Directions for this task: Transcribe every line, keeping it exact.

Data supplied:
________________________

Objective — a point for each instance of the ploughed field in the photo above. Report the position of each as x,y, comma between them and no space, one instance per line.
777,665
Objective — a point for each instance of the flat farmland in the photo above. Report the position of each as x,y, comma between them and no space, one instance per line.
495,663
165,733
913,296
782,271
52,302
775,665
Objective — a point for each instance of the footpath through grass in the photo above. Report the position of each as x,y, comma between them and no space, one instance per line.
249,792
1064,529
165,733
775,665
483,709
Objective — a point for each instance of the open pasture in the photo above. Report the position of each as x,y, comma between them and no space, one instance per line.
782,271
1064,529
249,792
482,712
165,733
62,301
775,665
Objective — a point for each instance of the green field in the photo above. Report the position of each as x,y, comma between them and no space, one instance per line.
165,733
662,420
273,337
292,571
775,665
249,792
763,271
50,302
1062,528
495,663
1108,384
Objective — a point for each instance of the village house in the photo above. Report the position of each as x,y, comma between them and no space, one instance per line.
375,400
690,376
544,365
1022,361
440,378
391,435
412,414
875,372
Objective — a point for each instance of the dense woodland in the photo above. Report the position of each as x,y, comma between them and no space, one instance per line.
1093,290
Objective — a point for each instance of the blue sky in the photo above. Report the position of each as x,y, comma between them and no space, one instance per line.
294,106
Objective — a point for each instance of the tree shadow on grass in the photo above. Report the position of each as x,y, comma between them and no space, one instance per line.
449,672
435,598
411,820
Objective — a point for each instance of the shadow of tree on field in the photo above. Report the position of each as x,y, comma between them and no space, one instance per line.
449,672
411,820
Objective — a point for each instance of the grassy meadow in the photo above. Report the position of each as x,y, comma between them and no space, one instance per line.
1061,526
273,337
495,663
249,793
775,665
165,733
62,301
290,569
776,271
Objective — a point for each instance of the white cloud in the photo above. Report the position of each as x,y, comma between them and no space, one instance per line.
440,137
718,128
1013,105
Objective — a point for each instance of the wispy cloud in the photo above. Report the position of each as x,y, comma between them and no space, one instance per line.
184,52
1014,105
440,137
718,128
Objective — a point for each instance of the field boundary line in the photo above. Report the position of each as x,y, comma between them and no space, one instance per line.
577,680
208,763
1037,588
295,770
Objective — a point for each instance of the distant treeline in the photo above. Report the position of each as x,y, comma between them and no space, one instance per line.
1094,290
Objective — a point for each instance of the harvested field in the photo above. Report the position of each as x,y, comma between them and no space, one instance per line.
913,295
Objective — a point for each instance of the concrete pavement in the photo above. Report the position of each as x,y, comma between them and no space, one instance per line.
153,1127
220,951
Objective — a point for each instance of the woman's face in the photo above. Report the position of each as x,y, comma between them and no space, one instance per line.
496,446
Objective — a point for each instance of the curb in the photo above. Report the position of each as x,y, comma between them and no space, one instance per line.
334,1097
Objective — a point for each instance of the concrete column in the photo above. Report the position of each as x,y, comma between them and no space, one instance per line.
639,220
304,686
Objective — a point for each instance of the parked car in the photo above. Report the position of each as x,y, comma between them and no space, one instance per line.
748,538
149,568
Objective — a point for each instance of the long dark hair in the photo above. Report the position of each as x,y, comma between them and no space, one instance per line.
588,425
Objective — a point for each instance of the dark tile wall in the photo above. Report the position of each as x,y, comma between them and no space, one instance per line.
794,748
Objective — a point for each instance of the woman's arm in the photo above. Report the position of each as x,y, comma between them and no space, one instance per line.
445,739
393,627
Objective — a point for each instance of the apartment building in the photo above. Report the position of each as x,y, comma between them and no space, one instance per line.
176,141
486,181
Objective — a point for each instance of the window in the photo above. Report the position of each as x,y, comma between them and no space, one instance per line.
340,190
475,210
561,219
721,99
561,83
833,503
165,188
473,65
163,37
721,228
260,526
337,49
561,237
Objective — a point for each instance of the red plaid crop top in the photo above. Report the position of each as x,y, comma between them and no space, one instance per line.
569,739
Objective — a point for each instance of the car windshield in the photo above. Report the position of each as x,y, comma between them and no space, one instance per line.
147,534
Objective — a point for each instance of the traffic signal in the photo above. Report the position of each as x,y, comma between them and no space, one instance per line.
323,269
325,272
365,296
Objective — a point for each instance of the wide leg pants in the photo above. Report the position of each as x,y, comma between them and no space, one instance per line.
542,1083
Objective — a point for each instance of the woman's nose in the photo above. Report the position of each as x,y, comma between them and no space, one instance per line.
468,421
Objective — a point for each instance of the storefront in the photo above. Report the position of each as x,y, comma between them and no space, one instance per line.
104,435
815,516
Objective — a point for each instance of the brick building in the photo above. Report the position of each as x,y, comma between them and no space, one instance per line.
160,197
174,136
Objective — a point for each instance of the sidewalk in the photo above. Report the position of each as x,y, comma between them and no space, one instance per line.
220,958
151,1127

________________________

Exercise answer:
Objective — a point for each instance of the ploughed field in the photo above. Report the position of each as x,y, comma between them and no space, one instance per line.
777,665
Objective — a point for each instance of the flat farmland in the photo above. Report the position of each as x,y, comma between them and no space, one instance per line.
495,663
165,733
913,296
782,271
52,302
775,665
Objective — a point for each instance of the footpath through grass in the photo above. Report the position of each as x,y, comma between them and no space, one instance per line.
249,792
1064,529
165,733
775,665
483,709
Objective — a point for each instance of the open pasture in the photo above. Report the position of each as x,y, comma between them and no space, one instance per line.
782,271
1064,529
249,792
482,712
165,733
62,301
775,665
Objective — a point for each instance of the green field in the photo above. Report the position of each as x,y, comma between them and no space, one instance per line.
165,733
662,420
273,337
292,571
775,665
249,792
763,271
50,302
1062,528
495,663
1108,384
Objective — a point for each instance of the village house in the photo above. Report the position of each as x,y, comma between them and no space, one instance per line.
375,400
690,376
544,365
1022,361
440,378
391,435
412,414
875,372
Objective — a point for each instance of the dense woodland in the photo above. Report the position of each as x,y, comma between them and no space, one instance per line.
1093,290
Objective — a point for each instance of the blue sky in the photo above. Report the position of each as x,y, comma between them and no space, one instance per line.
294,106
Objective — a point for each instance of the tree shadow on grass in the photo above. Report the position of each as x,y, comma between them and no space, one instance per line.
449,672
435,598
411,820
Objective — a point for each instance of the shadow of tree on field in the photo above. Report the position of each as x,y, comma between them and no space, one instance per line.
449,672
411,820
Objective — a point for each instance of the grassy meadow in the photo above. Report the position of each as x,y, comma between them and no space, one instance per line.
1061,526
273,337
495,663
249,793
775,665
165,733
62,301
290,569
776,271
Objective — a point for each instance of the white cloud in the photo above. Report the position of each as x,y, comma between them and no space, one instance per line.
440,137
718,128
1013,105
Objective — a point for each instance of the wispy cloud in the photo above. Report the position of each as x,y, comma between them and no space, one instance per line.
184,52
1014,105
440,137
718,128
Objective — a point for each instance of the field boundary line in the photo above. Report the position of each as x,y, comma between them and no space, one instance per line.
577,680
208,763
1037,588
295,770
Objective — a point for each instance of the distant treeline in the photo above. Report the position of each as x,y, comma between them and no space, one instance per line.
1094,290
Objective — a point for each instance of the harvested field in the photo above. Report the position of each as x,y, comma between them and no space, one instance per line.
913,295
Objective — a point for each instance of the concrete pavement in the photo above. Report the position of each as x,y, comma between them and no space, one instance per line.
153,1127
220,951
Objective — a point for each instance of the woman's face in the photo above. Report the position of each as x,y, comma between them and no space, one instance per line.
496,446
Objective — a point for each instance of the curb in the photo above. Report the position of each as x,y, comma between them and no space, one instance per line.
334,1097
Objective — a point for each instance of the concrete column in the photo above. Report the position of each as x,y, comma between them and no space, one instance per line.
639,220
304,686
Objective — a point for each instance of the parked car in the photo above. Report the position of each as x,y, comma between them and no space, one instance per line.
748,538
149,568
Objective — a point for each instance of the long dark hair in the photo above. Report the position of each as x,y, comma between them and no space, one instance per line.
588,425
Objective — a point for each instance of the dark tile wall in the photo above. Report the position of each as x,y, comma between them and no space, one instance per line.
794,748
Objective — a point for each instance of the woman's arm in the photo above. Report the position of each as x,y, comma between them and no space, one instance per line.
445,739
393,627
Objective — a point for each instance of the apartment building in the photo above. Report the position of each as x,y, comma between them and no space, one instance per line.
176,141
486,181
Objective — a point for each instance of the window in the photo above. Report the position of each as x,y, comma between them and no space, one instance per line.
340,190
475,210
561,219
721,99
561,83
833,503
165,188
473,65
163,37
721,228
260,526
337,49
561,237
Objective — a point for each instance of the red plaid crop top in the photo above. Report the position of each as x,y, comma between them and no space, one instance per line.
569,739
Objective — a point for each instance of the car windshield in the photo above. Report the position of each as x,y, comma between them and no space, one instance per line.
147,534
Objective — a point for each instance of the traffic signal in the photo above. Report the position of each as x,y, comma between them and no space, one instance per line.
323,269
325,272
365,296
Objective — a point for each instance of the wide leg pants in the photo above. Report the position of each as x,y, comma between them and no space, one instance per line.
542,1083
Objective — a point for each instance of the woman's nose in the photo above. Report the position of each as x,y, comma between them and no space, one instance per line.
468,421
Objective — a point for each instance of the storefront in the photo above. Report the position of each as x,y, comma between them and no space, one instance per line.
104,435
815,516
Objective — a point for each instance of the brick building in the photo above. Report the position of each as x,y, comma between them and no space, one instance per line.
160,197
174,136
Objective — a point for each instance of the sidewalk in the photo above. Report the position of each as x,y, comma between them and no space, one instance per line.
220,958
151,1127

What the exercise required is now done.